▶ Stored rows
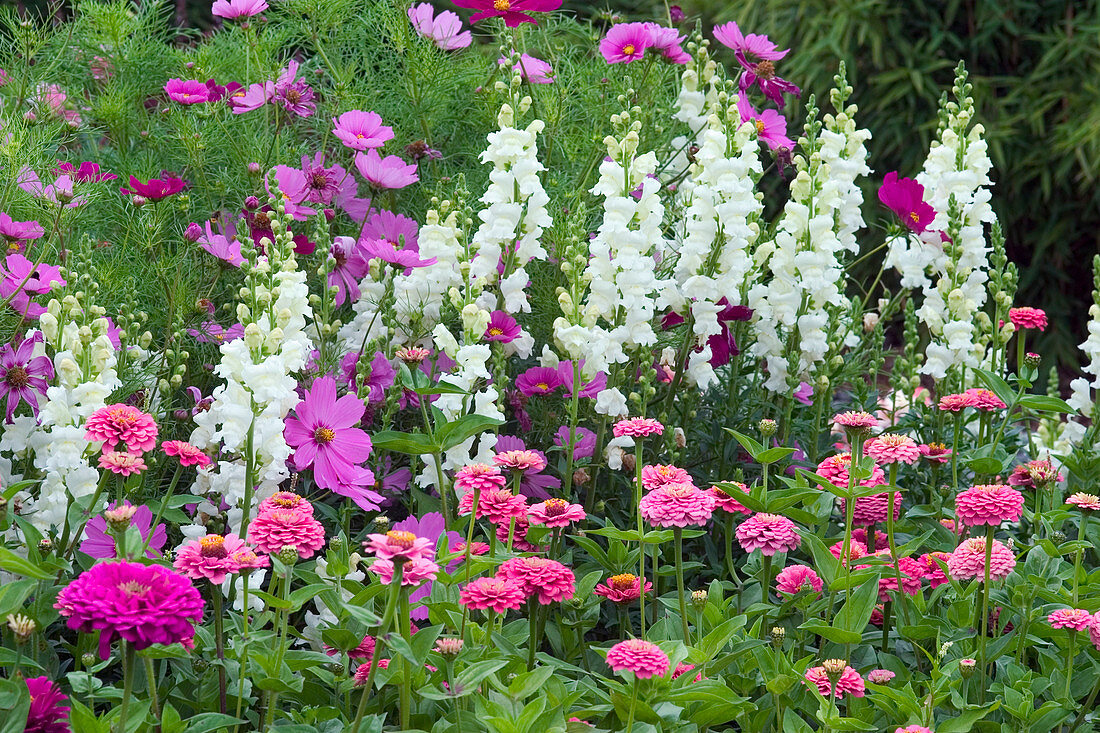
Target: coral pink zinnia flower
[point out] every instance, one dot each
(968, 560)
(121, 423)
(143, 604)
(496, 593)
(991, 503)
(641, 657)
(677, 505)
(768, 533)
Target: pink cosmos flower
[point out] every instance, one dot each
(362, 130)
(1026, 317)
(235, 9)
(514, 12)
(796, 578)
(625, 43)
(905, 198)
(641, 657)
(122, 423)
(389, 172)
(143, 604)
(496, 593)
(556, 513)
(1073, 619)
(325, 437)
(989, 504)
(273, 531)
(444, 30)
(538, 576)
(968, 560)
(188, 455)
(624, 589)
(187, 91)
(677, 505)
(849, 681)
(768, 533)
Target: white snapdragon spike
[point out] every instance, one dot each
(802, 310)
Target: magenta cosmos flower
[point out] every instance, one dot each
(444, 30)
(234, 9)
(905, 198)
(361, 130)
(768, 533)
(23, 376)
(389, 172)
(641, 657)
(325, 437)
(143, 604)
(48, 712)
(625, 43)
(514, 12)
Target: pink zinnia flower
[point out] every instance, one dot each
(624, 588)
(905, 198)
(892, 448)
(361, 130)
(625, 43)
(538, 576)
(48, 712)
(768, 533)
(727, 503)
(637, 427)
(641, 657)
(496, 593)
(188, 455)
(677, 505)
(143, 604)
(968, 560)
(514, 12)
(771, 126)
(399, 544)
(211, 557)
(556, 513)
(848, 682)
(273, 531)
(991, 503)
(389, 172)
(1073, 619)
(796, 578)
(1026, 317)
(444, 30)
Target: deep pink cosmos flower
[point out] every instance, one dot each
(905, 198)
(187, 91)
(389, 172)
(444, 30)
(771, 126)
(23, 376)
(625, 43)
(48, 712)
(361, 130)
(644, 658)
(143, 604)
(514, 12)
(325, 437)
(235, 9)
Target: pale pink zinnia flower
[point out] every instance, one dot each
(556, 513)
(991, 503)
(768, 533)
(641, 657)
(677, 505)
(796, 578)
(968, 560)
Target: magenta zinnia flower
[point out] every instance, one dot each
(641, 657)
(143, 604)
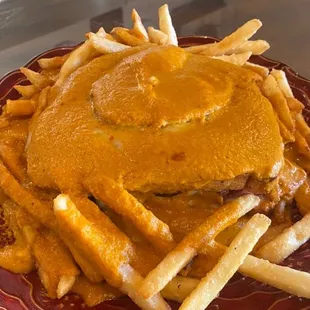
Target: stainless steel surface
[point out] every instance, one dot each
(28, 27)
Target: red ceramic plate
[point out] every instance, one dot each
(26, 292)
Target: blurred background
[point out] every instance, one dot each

▶ Challenge
Reproduce all of the rows above word for word, leaving out the pictures.

▶ Problem solution
Target: coral pink zinnia flower
[point out] every instance, one dot each
(968, 560)
(121, 423)
(143, 604)
(496, 593)
(991, 503)
(641, 657)
(677, 505)
(768, 533)
Target: pink cosmos flower
[point out] every instance, one dot each
(362, 130)
(1026, 317)
(235, 9)
(514, 12)
(796, 578)
(625, 43)
(905, 198)
(641, 657)
(122, 423)
(389, 172)
(143, 604)
(496, 593)
(556, 513)
(1073, 619)
(325, 437)
(989, 504)
(273, 531)
(444, 30)
(538, 576)
(968, 560)
(188, 455)
(624, 589)
(187, 91)
(677, 505)
(849, 681)
(768, 533)
Target: white snapdragon spike
[point out] every instance, one dot each
(802, 310)
Target: magenta cosmos flower
[point out] every instance, one dot each
(444, 30)
(234, 9)
(905, 198)
(361, 130)
(768, 533)
(23, 376)
(389, 172)
(641, 657)
(325, 437)
(143, 604)
(48, 712)
(625, 43)
(514, 12)
Target: pink zinnia flower
[point out] every instance, one dot each
(624, 588)
(905, 198)
(892, 448)
(361, 130)
(625, 43)
(538, 576)
(48, 712)
(768, 533)
(727, 503)
(637, 427)
(641, 657)
(496, 593)
(188, 455)
(677, 505)
(143, 604)
(968, 560)
(514, 12)
(771, 126)
(399, 544)
(211, 557)
(556, 513)
(848, 682)
(273, 531)
(991, 503)
(389, 172)
(1073, 619)
(796, 578)
(1026, 317)
(444, 30)
Target: deep pink cosmos flower
[point out] every instance, one dot each
(905, 198)
(187, 91)
(389, 172)
(444, 30)
(771, 126)
(23, 376)
(625, 43)
(48, 712)
(361, 130)
(644, 658)
(143, 604)
(514, 12)
(325, 437)
(235, 9)
Target: pale pink zinnia flower
[point out] every instance, one dot each
(556, 513)
(991, 503)
(768, 533)
(641, 657)
(677, 505)
(796, 578)
(968, 560)
Target: magenta zinnia flower
[point out] every instance, one dot each
(641, 657)
(143, 604)
Target: stainless steel surface
[point out] every instance, one dot each
(28, 27)
Target: red ceramic plate
[point out] every instance, one dot each
(26, 292)
Target: blurred background
[point out] every instance, one dot each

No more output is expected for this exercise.